# [TO BE DONE]
Can you recast the records below, from the line with "return mask of <item>suv wheel</item>" through the line with "113 210 L 113", as a Markdown table with the columns Row and Line, skipping any blank lines?

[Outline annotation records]
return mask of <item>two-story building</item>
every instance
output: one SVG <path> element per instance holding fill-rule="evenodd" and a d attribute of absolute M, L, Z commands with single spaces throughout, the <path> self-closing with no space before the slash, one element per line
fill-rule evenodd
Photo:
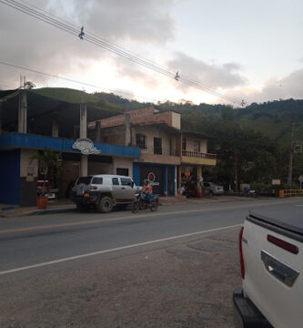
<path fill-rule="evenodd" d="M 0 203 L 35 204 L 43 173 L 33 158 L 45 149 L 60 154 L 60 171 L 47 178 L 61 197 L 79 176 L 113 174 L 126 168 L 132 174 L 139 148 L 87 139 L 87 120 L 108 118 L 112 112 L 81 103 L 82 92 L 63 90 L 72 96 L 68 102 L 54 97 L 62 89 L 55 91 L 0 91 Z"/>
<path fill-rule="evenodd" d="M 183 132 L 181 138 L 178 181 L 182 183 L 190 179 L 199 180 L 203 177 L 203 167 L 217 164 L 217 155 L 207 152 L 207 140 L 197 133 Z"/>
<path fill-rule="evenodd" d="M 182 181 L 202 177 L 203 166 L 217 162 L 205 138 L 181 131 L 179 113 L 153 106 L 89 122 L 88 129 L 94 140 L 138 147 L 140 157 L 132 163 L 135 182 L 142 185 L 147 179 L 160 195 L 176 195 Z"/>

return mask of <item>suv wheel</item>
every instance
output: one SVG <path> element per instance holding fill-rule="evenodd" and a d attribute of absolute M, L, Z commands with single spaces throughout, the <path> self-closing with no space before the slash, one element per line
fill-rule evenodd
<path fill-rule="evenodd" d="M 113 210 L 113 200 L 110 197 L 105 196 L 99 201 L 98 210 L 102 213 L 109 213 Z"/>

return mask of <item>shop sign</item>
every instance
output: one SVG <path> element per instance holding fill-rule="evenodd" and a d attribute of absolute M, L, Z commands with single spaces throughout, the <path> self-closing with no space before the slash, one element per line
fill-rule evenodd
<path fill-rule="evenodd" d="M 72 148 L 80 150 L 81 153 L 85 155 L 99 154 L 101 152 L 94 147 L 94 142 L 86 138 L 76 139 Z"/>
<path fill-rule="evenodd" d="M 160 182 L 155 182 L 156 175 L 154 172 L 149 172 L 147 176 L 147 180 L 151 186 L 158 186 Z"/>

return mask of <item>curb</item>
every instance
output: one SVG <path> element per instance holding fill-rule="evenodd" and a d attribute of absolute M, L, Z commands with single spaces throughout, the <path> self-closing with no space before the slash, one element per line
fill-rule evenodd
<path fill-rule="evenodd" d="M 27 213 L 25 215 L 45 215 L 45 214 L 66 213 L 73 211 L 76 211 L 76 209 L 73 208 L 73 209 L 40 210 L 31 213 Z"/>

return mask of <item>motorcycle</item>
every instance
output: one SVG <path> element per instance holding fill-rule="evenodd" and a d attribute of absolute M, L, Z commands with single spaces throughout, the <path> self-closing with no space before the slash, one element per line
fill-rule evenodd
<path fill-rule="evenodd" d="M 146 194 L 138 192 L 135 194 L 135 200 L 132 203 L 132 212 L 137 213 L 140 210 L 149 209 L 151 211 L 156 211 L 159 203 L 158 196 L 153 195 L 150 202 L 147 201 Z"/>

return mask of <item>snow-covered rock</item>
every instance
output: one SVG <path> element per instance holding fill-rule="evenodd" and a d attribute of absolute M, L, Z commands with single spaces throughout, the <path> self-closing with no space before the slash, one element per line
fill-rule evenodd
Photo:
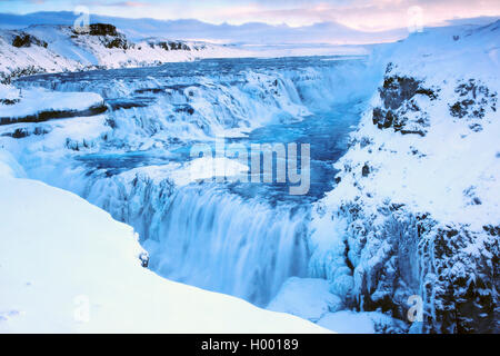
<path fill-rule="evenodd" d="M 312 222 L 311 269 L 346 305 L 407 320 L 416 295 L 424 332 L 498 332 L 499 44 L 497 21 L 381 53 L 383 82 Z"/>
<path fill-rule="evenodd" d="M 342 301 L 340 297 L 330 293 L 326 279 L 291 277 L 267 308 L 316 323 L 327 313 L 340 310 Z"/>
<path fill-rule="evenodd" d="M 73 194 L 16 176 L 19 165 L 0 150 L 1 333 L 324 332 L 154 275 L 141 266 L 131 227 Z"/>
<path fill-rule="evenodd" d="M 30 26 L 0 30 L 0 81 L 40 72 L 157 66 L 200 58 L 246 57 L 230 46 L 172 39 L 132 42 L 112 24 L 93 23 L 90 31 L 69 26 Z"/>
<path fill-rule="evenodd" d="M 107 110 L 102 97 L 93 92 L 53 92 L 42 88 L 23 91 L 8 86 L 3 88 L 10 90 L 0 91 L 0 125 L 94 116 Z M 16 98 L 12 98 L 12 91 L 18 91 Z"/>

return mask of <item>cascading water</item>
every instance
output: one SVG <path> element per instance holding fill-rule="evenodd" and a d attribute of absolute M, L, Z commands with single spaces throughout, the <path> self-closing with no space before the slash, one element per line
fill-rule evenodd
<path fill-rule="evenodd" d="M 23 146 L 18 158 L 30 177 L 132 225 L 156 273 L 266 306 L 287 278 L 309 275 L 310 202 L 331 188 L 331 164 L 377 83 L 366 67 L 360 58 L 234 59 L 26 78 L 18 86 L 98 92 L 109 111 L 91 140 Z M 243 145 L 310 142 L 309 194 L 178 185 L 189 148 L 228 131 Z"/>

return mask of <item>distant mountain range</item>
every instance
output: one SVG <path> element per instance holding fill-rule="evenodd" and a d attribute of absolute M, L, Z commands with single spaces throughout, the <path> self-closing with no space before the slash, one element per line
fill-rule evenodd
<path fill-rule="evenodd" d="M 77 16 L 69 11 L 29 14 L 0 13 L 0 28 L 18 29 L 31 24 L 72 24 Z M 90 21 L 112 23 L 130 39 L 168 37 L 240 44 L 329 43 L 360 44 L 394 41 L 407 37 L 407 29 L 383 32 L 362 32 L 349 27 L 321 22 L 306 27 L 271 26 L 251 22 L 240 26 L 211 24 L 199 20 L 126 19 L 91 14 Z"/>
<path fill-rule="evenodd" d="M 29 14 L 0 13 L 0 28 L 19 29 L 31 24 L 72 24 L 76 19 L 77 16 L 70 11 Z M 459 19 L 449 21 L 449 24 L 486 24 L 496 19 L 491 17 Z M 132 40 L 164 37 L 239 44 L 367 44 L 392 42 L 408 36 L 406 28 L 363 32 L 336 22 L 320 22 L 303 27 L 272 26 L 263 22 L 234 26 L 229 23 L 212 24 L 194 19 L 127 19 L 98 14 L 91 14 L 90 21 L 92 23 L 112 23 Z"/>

...

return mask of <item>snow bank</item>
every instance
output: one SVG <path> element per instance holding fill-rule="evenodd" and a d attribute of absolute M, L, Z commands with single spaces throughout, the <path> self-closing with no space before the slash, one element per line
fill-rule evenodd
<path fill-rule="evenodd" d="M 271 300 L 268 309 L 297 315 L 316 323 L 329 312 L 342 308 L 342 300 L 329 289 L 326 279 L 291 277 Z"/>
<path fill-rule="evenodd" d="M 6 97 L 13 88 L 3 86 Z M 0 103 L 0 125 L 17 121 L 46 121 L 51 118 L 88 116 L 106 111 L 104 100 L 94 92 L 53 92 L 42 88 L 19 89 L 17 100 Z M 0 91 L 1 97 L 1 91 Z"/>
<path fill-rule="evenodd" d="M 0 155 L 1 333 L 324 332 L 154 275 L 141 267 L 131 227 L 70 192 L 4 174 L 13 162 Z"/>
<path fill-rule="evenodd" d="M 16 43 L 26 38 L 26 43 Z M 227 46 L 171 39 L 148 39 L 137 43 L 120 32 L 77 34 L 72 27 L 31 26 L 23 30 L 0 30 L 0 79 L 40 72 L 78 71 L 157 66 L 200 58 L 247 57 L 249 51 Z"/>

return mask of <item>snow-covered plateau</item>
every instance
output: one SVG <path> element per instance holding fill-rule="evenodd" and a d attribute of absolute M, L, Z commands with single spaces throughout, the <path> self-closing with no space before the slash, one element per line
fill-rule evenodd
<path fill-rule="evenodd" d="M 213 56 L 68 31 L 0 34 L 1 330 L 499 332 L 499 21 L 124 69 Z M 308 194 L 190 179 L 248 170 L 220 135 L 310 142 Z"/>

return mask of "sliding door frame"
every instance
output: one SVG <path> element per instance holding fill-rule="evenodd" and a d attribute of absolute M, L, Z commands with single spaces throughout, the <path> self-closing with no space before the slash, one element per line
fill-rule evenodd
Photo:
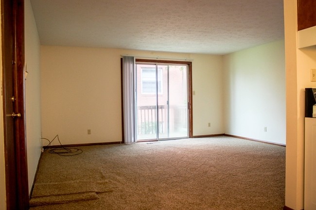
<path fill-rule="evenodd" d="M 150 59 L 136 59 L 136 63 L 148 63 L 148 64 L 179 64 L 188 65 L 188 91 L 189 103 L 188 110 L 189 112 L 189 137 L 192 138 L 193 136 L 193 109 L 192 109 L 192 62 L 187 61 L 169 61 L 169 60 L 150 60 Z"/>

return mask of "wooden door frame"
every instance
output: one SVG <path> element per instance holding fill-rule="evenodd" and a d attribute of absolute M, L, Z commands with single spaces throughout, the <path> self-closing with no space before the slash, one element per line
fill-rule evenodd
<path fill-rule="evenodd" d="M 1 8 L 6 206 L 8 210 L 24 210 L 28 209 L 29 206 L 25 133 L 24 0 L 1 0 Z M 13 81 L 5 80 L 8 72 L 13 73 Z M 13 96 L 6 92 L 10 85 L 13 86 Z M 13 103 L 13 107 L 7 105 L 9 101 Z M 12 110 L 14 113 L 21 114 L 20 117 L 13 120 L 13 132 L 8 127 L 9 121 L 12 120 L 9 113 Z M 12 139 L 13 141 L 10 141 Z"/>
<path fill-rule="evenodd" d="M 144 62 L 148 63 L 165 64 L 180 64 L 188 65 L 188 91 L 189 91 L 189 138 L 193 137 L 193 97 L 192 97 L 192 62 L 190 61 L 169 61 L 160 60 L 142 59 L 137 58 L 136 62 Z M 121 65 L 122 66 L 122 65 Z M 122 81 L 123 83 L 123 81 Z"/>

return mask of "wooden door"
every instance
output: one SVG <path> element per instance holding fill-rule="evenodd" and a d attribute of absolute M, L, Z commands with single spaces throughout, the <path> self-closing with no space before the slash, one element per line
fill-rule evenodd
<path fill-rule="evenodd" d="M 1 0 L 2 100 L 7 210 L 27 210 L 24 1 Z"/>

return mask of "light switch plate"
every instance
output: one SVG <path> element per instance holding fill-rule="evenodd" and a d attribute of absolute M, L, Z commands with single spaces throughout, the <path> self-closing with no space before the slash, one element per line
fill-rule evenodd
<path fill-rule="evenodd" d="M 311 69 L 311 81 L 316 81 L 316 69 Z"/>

--

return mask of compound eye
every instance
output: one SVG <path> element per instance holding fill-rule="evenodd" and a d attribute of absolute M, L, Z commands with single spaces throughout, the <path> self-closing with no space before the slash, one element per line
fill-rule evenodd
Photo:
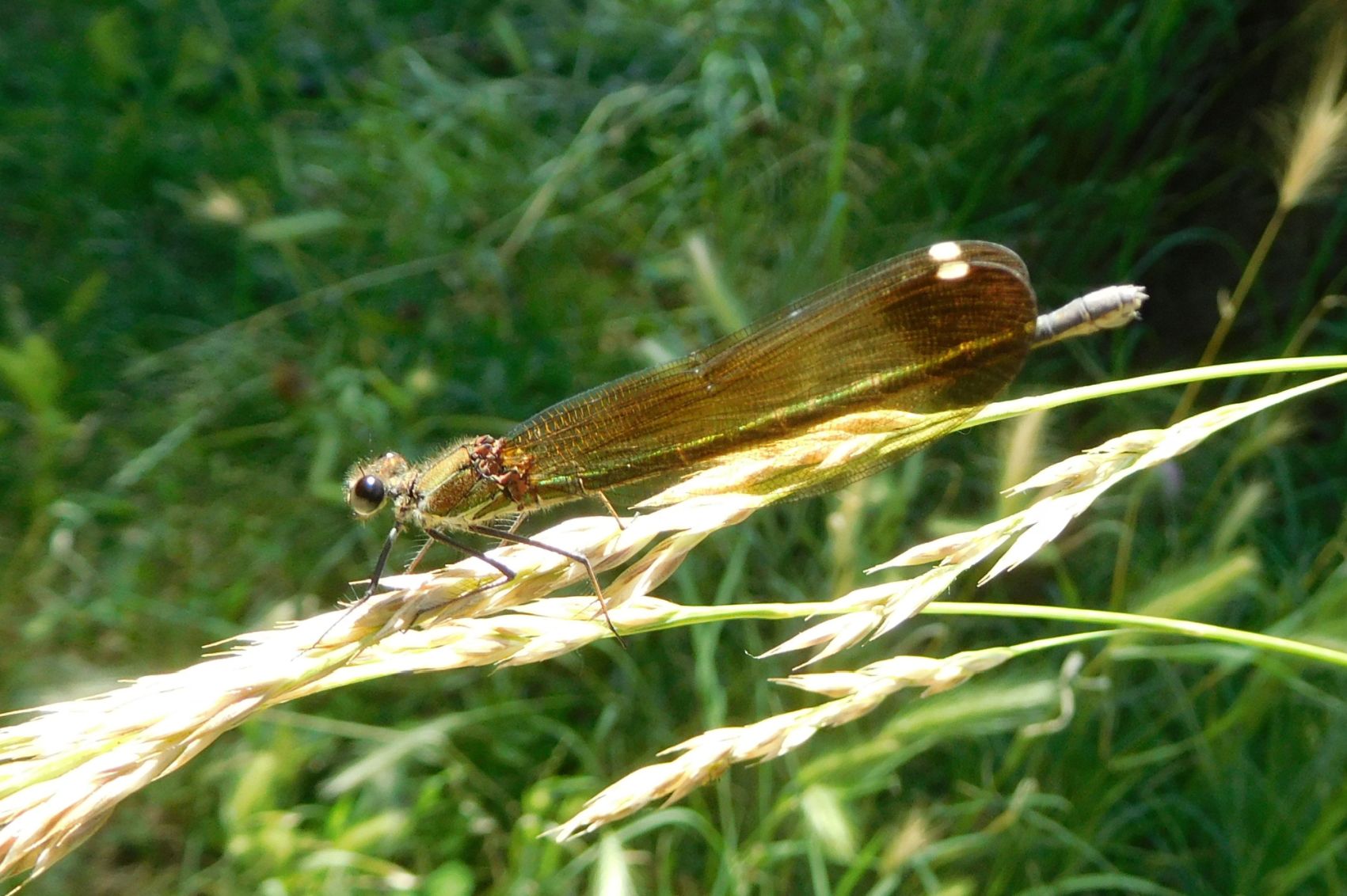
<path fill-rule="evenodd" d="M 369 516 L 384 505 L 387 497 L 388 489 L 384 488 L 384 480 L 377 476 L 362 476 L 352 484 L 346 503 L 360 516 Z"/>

# [TASK SOLUTION]
| Row | Line |
|---|---|
| 1 | return mask of <item>suv wheel</item> |
| 2 | every instance |
| 3 | output: one SVG <path> element per instance holding fill-rule="evenodd" and a d attribute of absolute M, L, Z commands with single spaces throughout, the <path> self-closing with no space before the slash, one element per line |
| 4 | fill-rule evenodd |
| 5 | <path fill-rule="evenodd" d="M 113 210 L 113 200 L 110 197 L 105 196 L 99 201 L 98 210 L 102 213 L 109 213 Z"/> |